What this task involves
Please answer from the temple text below: which direction does the Lord face in this temple?

Page
** begin **

Lord Shiva here is one of the 64 swayambhu lingams. The Lord faces West in this temple. This village is the birthplace of Manakanjarar, one of the 63 Shaivite Nayanmars. Krithika nymphs who took care of Lord Muruga are also believed to be born here. This is believed to be the temple where those born under Krithika Nakshathiram are to pray regularly for a trouble-free life. Visiting on the day of Krithika Nakshathiram is said to do immense good to those born under the star.
The legend associated with the temple goes thus. Tarakasura, after severe Tapasya or penance to please Brahma, wanted the boon of being immortal, undying and invincible. Brahma could not grant this boon as it would make the demon all-powerful. So, Tarakasura added a condition that he may be killed only by the son of Lord Shiva. Tarakasura added this condition because, at that time Lord Shiva was in a state of Self-imposed exile. Sati had burnt her body in Daksha’s Yajna and since then Lord Shiva had gone into this state. So, Tharakasura reasoned that and there was no way that Lord Shiva was going to come out of this in the near future and thereby it was impossible for Him to beget a child. Emboldened by this boon, he attacked the Devas regularly.
The worried gods came to Lord Vishnu seeking a solution. They were asked by Lord Vishnu to get Lord Shiva out of the reclusive state. Meanwhile, Sati was born as daughter of Himavan, the Mountain-King. She was named Girija or Parvati.
The Gods came up to Himavan and made him agree to give his daughter Girija in marriage to Lord Shiva. Himavan took his daughter Girija to Lord Shiva. Lord Shiva did not agree to the proposal. Girija protested and got into a tapas to get married to Lord Shiva.
The Gods now approached Kamadeva or the God of Love to distract Lord Shiva from His ascetic state. Kamadeva was reduced to ashes in his endeavor when Lord Shiva opened His third eye and was burnt by the Rays arising from it. When Lord Shiva came to know of the facts and the circumstances that lead to Kamadeva’s misadventure, He pardoned Kamadeva and reinstated him.

** end **

(Object point labels)

** begin **

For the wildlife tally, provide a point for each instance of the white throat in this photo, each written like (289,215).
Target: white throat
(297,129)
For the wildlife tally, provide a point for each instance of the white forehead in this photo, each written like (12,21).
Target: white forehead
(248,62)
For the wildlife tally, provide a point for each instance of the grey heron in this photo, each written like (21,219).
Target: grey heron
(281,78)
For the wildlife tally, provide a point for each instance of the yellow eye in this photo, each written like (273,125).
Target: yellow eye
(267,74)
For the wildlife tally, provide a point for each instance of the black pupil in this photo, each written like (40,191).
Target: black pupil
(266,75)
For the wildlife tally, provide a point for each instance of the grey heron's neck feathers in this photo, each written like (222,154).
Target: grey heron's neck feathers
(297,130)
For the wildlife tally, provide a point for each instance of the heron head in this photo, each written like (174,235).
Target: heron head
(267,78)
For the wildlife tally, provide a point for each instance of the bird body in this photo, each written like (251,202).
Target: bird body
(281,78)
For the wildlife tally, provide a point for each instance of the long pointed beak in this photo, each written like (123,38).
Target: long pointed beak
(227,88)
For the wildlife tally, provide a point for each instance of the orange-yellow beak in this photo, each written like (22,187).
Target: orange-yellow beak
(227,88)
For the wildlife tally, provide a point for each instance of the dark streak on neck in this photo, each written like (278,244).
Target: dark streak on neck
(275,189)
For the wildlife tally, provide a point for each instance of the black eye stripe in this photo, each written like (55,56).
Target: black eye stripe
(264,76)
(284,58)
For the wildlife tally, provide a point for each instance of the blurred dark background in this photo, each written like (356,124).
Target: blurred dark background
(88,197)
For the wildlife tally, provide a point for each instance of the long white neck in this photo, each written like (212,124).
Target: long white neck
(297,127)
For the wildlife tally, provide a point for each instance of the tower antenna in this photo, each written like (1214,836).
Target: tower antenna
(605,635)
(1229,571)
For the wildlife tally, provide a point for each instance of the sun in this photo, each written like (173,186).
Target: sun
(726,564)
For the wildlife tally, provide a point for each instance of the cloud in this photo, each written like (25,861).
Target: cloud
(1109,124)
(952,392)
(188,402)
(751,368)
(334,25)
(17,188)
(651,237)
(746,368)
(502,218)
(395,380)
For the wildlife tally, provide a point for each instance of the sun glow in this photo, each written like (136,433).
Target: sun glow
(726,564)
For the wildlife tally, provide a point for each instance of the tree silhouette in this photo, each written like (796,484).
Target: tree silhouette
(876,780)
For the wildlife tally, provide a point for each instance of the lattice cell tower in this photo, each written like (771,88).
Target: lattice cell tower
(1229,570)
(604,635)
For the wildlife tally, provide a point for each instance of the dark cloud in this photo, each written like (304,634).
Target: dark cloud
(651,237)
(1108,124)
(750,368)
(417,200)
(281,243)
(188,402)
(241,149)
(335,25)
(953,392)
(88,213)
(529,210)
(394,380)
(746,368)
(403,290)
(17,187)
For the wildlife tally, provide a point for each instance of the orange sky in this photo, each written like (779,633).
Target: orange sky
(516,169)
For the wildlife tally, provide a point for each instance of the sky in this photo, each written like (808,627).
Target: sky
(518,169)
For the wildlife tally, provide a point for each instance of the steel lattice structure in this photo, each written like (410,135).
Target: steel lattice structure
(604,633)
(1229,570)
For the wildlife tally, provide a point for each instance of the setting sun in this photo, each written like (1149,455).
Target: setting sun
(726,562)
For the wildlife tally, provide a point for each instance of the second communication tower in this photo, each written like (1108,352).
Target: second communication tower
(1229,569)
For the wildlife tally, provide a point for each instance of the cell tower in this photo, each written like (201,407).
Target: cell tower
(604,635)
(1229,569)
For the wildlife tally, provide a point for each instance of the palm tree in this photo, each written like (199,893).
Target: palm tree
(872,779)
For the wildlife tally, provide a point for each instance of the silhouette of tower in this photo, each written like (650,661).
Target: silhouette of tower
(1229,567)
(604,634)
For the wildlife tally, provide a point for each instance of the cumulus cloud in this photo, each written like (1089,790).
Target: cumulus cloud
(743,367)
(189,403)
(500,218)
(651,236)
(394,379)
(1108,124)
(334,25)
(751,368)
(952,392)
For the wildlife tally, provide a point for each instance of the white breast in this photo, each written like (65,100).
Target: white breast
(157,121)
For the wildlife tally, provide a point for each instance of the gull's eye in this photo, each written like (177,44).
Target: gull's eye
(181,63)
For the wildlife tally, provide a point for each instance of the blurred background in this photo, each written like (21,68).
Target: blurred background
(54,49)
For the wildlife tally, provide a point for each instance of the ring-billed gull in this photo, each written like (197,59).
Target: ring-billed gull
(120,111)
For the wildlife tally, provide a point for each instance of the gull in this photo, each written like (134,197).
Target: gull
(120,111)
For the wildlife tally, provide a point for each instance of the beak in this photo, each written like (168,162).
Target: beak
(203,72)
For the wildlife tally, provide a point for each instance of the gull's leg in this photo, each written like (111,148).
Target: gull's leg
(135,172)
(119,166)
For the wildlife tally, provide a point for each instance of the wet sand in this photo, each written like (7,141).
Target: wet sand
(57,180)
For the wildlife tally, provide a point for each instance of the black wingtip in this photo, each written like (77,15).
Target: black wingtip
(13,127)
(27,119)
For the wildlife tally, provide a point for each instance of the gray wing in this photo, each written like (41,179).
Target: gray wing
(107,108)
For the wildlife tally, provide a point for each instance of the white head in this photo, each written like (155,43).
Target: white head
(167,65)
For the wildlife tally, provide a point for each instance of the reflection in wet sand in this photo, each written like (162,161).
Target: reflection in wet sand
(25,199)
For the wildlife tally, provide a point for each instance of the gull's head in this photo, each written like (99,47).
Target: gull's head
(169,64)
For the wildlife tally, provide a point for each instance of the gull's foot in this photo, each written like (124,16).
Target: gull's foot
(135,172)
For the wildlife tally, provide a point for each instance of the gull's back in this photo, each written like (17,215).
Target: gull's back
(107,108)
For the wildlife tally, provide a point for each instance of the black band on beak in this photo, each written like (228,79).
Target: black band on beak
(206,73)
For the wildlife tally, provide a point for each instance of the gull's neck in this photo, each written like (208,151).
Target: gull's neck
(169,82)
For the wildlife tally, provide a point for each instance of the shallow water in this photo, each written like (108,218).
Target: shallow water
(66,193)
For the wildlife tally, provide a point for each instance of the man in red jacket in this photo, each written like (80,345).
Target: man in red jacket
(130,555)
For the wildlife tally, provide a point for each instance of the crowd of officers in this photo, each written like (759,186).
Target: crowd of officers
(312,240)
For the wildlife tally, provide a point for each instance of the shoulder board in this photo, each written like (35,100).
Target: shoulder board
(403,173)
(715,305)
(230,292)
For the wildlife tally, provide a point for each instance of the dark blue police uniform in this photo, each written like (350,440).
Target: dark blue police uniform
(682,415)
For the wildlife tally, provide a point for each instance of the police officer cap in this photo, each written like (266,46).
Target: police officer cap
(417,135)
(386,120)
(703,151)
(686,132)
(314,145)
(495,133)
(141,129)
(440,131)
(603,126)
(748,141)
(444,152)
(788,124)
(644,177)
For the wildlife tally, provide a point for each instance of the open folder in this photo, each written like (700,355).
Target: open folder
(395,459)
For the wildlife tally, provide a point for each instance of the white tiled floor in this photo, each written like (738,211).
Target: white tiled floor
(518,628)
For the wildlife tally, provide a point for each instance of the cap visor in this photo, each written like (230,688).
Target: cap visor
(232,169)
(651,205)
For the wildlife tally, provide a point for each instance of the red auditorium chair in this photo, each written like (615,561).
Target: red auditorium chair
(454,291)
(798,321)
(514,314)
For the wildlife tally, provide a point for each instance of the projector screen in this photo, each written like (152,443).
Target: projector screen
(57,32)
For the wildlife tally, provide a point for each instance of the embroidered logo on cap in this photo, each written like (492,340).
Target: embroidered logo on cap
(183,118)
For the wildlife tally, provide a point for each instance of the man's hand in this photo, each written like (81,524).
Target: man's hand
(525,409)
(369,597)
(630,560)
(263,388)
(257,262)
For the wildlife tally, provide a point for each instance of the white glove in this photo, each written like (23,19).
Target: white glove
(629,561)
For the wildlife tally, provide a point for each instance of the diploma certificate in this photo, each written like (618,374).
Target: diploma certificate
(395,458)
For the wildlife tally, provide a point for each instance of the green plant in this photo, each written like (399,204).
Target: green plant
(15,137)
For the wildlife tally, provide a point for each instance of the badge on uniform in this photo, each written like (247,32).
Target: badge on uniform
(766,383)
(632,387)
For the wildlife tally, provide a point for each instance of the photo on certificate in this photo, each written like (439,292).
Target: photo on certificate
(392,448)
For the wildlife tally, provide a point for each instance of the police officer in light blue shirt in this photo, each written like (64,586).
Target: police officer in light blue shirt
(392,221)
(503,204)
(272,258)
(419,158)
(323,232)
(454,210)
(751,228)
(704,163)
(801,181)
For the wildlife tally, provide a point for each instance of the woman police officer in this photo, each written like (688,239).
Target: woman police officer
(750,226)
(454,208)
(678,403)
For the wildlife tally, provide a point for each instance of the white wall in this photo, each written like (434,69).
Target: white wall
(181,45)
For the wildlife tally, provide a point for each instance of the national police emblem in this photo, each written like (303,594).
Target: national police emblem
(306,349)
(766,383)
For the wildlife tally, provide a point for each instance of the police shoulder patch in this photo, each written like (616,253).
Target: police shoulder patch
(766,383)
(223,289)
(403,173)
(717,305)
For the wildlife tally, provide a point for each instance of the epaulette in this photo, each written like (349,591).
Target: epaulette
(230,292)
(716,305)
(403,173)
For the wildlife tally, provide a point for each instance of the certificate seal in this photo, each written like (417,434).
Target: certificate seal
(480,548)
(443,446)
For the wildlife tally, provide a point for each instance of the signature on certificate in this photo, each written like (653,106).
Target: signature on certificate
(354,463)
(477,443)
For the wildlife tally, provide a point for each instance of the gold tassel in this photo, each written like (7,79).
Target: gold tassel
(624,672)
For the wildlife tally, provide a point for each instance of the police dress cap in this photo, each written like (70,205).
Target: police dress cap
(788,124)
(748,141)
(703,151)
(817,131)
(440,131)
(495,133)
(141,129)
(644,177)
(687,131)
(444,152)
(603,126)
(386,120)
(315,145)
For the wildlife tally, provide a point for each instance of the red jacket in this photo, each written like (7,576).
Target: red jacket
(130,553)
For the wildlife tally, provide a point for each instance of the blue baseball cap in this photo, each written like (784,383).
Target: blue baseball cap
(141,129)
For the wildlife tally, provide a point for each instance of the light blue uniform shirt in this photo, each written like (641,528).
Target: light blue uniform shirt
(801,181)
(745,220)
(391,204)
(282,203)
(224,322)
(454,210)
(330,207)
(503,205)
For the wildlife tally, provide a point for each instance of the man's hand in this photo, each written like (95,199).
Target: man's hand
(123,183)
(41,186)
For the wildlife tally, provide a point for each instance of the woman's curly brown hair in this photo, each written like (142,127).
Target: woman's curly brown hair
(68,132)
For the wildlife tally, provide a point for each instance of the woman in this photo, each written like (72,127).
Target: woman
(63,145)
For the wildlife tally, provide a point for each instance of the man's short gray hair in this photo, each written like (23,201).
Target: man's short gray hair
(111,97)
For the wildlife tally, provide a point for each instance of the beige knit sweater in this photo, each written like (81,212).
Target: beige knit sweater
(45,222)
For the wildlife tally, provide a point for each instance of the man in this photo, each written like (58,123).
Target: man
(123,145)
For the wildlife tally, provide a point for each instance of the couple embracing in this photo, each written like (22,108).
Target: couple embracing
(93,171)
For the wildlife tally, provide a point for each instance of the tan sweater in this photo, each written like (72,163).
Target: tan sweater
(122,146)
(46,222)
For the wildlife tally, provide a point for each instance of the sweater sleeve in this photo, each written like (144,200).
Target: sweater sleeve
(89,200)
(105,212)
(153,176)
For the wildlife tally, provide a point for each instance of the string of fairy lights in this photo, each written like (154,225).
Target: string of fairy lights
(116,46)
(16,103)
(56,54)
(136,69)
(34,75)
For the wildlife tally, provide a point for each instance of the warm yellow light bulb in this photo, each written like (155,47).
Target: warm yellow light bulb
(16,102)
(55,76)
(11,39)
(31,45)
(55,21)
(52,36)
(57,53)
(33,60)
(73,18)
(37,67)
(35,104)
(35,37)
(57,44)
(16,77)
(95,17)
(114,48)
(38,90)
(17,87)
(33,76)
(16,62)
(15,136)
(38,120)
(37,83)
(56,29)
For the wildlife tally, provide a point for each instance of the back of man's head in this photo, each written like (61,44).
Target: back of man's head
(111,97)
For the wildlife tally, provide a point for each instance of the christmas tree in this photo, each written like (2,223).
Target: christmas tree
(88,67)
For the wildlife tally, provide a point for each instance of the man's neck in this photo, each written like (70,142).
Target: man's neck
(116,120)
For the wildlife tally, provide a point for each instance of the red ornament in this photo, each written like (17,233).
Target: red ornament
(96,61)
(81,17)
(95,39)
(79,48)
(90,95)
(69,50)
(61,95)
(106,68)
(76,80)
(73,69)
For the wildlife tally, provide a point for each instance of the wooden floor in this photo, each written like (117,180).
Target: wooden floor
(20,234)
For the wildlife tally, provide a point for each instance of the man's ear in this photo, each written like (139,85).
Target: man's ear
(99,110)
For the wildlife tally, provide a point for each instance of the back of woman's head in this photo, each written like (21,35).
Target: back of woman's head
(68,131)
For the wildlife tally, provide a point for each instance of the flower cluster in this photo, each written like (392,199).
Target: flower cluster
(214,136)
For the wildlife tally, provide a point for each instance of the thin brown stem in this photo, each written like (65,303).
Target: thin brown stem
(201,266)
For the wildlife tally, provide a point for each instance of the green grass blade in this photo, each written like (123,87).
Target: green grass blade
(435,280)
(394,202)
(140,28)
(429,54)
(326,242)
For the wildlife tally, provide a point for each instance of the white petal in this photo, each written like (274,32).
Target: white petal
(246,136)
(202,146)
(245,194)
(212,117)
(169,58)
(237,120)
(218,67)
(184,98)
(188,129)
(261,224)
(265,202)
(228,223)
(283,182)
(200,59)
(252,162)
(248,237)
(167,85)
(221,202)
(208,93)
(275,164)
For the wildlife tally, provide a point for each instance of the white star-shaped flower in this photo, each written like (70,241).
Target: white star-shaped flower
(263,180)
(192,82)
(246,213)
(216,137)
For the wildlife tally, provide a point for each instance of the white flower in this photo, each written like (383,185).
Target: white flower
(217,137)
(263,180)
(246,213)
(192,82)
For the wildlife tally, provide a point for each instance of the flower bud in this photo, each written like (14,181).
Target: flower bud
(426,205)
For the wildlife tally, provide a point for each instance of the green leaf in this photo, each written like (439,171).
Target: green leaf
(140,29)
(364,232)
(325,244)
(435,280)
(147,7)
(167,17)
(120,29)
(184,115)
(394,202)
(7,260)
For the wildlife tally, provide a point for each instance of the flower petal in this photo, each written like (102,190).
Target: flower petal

** end **

Exercise response
West.